Some records

━━━━━━━━

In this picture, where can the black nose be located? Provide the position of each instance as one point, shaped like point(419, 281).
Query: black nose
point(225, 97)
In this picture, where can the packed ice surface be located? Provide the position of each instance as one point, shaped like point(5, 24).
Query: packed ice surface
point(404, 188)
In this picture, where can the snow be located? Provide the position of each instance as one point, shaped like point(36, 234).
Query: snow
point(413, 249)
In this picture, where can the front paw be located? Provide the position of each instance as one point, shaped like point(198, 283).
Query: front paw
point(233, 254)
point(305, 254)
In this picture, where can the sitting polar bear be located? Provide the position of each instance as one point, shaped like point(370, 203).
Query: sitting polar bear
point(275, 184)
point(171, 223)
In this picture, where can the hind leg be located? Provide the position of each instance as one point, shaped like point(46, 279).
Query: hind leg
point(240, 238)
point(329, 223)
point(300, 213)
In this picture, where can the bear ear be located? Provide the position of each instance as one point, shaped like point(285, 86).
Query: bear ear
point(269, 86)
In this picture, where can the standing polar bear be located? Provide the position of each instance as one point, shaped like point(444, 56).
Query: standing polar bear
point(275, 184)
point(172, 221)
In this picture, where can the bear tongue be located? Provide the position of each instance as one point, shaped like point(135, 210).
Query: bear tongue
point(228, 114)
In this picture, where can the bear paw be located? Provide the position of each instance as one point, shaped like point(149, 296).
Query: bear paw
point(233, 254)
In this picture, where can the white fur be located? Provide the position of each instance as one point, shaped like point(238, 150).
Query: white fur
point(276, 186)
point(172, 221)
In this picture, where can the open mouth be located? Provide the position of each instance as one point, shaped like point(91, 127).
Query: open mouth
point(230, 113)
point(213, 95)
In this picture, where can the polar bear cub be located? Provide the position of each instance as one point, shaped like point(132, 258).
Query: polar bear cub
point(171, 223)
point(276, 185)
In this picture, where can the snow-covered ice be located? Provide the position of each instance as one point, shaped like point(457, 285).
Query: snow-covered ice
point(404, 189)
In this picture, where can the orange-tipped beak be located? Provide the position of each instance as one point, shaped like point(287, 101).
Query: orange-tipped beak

━━━━━━━━

Output the lines from the start of the entries through the line that contains "point(404, 188)" as a numbered list, with blank lines left out.

▶ [Exercise output]
1. In this picture, where can the black nose be located? Provide the position of each instance as one point, shaped like point(419, 281).
2. Query: black nose
3. point(225, 97)
4. In this picture, where can the packed ice surface be located? Provide the position of each instance as one point, shaped like point(5, 24).
5. Query: packed ice surface
6. point(404, 188)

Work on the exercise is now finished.